Problem to work on — Please scale the answer coordinates by 0.25 and write out everything from the line containing "Mark the red garment" down to the end of the entries, both ends included and requests kept, rounding each result to a whole number with halves going up. Leave the numbers in the requests and their format samples unchanged.

Stored data —
╔══
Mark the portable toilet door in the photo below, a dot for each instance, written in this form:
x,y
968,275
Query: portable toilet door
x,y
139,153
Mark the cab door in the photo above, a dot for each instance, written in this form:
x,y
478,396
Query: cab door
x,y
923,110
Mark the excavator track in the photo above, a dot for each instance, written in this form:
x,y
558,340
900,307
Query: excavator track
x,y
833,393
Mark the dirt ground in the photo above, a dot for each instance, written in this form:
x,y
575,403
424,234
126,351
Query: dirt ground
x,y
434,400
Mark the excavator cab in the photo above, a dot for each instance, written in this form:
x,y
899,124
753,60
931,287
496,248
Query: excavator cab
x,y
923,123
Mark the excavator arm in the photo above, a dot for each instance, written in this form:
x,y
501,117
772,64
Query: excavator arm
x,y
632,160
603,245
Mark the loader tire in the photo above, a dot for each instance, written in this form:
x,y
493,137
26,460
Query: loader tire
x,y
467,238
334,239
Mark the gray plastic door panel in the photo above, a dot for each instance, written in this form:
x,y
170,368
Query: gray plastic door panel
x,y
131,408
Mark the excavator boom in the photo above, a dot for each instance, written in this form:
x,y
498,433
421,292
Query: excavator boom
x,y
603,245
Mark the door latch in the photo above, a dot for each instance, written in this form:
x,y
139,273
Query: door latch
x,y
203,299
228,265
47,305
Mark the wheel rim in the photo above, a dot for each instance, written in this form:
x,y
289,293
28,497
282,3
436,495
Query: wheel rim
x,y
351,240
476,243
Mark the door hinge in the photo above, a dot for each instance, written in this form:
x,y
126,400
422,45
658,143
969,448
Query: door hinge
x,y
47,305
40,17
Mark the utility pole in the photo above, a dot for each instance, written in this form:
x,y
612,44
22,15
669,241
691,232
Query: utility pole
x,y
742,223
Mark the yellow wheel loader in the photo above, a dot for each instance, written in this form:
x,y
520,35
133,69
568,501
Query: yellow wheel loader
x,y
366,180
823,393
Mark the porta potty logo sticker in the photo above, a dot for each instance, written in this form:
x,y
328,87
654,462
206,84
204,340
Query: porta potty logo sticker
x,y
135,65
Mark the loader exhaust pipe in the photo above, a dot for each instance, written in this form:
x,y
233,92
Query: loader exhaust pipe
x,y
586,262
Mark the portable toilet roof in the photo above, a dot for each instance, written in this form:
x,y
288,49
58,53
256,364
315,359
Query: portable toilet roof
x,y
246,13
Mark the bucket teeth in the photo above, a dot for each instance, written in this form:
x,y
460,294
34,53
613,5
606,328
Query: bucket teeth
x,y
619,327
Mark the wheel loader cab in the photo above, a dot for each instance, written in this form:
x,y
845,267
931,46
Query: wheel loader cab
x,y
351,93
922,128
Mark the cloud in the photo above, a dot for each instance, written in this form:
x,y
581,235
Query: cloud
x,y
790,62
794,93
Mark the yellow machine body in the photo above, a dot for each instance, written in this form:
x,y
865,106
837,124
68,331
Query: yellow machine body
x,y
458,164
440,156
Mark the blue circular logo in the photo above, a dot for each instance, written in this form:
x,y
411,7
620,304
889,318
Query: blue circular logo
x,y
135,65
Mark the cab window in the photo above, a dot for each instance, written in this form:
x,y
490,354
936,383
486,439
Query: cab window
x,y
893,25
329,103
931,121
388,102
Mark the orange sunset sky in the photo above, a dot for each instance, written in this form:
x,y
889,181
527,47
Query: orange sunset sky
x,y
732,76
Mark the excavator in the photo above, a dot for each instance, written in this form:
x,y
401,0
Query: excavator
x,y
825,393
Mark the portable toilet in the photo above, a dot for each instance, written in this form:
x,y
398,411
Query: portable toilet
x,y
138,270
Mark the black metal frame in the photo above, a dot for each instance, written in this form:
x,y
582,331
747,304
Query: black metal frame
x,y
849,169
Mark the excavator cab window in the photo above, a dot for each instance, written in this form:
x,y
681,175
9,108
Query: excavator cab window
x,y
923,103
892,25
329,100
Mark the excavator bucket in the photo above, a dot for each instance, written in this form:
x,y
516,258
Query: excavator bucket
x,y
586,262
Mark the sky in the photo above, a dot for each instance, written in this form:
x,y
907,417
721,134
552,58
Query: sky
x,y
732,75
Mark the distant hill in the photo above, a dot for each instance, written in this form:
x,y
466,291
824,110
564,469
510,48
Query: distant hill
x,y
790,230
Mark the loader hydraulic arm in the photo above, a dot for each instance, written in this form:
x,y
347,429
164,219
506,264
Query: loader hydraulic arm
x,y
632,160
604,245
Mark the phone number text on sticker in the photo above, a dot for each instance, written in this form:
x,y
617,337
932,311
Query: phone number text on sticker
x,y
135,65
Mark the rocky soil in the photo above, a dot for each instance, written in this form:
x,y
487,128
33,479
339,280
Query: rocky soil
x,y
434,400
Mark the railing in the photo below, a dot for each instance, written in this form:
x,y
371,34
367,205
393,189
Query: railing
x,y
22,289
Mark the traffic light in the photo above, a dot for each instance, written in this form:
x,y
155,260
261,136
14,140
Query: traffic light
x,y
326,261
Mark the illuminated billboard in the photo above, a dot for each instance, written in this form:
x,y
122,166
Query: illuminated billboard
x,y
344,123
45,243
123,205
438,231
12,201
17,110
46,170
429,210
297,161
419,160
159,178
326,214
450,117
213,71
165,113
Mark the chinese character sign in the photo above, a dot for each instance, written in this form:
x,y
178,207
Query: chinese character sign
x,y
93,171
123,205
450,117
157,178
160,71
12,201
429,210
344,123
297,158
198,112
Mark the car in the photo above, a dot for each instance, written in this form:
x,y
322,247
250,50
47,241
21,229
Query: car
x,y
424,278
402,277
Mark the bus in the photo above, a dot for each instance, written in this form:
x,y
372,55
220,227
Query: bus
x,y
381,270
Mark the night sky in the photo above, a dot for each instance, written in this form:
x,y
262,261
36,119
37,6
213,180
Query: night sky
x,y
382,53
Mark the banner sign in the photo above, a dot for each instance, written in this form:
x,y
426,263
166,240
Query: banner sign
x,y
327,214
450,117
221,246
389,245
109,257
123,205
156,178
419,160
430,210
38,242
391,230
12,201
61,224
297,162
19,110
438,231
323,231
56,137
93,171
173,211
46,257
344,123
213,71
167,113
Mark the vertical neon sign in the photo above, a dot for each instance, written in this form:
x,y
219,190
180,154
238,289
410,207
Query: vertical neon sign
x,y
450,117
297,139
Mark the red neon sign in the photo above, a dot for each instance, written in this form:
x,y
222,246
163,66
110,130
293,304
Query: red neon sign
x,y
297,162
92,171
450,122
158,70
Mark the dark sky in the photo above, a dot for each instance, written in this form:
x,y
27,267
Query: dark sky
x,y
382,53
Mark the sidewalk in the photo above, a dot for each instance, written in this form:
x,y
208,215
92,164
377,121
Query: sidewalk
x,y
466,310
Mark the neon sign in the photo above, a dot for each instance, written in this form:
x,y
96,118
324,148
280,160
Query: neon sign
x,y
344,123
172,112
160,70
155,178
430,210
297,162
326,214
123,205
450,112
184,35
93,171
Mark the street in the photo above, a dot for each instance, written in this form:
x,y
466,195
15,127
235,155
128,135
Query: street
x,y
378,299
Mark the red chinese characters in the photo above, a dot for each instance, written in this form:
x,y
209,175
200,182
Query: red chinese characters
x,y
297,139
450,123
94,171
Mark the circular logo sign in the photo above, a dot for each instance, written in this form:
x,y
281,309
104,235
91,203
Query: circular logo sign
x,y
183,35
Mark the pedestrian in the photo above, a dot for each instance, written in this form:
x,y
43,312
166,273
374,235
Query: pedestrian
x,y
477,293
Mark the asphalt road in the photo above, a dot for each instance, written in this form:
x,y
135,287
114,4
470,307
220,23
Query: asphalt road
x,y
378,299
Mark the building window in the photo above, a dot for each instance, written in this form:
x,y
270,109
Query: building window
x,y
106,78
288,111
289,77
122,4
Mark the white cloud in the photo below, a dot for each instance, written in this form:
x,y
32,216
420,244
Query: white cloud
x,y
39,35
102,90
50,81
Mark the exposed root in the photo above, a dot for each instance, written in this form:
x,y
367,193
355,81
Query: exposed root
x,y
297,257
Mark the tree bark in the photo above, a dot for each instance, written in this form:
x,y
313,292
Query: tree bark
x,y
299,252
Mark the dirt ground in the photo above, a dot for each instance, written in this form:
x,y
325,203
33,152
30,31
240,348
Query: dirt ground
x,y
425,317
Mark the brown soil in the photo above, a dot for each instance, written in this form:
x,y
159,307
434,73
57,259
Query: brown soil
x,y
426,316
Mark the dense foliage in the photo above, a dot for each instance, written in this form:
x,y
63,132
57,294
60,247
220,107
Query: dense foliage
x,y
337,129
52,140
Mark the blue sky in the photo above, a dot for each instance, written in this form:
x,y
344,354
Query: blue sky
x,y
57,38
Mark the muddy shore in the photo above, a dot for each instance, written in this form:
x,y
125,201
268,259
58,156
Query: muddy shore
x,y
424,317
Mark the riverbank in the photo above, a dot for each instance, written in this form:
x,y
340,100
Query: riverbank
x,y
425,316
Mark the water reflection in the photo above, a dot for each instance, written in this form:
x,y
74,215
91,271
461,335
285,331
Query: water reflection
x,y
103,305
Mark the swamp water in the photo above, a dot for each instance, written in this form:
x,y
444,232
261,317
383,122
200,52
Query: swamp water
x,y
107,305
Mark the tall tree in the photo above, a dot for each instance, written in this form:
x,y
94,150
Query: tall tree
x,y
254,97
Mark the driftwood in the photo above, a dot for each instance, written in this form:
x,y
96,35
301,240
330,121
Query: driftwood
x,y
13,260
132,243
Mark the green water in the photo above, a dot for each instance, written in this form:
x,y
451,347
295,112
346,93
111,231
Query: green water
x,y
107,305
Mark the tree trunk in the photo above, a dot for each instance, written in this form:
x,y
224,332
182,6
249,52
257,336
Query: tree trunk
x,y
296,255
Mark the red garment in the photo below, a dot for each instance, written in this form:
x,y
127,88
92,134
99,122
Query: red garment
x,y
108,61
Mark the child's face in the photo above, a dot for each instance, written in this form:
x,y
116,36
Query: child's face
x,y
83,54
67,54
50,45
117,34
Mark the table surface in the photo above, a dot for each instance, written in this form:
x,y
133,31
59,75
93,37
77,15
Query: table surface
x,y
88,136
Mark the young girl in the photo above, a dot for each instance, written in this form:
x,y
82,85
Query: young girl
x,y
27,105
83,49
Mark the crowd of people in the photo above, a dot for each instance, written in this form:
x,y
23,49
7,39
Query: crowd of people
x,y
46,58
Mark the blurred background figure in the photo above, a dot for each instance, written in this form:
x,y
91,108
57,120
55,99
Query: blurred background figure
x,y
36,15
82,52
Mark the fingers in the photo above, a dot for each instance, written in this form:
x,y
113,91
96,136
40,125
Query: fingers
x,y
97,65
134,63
╚══
Solution —
Mark the red garment in the photo below, a dot for each instance, written in this form:
x,y
127,88
92,134
99,122
Query: red garment
x,y
27,15
Mark the child's face in the photo above, a dot for each instance, written in this form:
x,y
116,36
Query: child's face
x,y
21,14
17,14
13,11
29,9
Mark the table surface in the photo above, a dot for each instance, written in this form:
x,y
133,31
59,75
93,37
77,15
Query: table surface
x,y
22,34
Mark the young girl in the photo above, a dot for each instance, written in this form:
x,y
82,85
Query: young girl
x,y
7,26
21,12
Mark the crowd of people in the photo above, a dot for each instance, written in this form:
x,y
23,49
7,39
Query: crowd of people
x,y
12,15
Mark the blurred background figure in the photo above, a dot for each instance, written in this form:
x,y
91,108
57,120
55,99
Query: blurred background figure
x,y
9,4
21,13
Mark the fingers in the photo above, a dot for each instance, written in this form:
x,y
113,91
96,136
40,125
Query: fingers
x,y
24,16
34,16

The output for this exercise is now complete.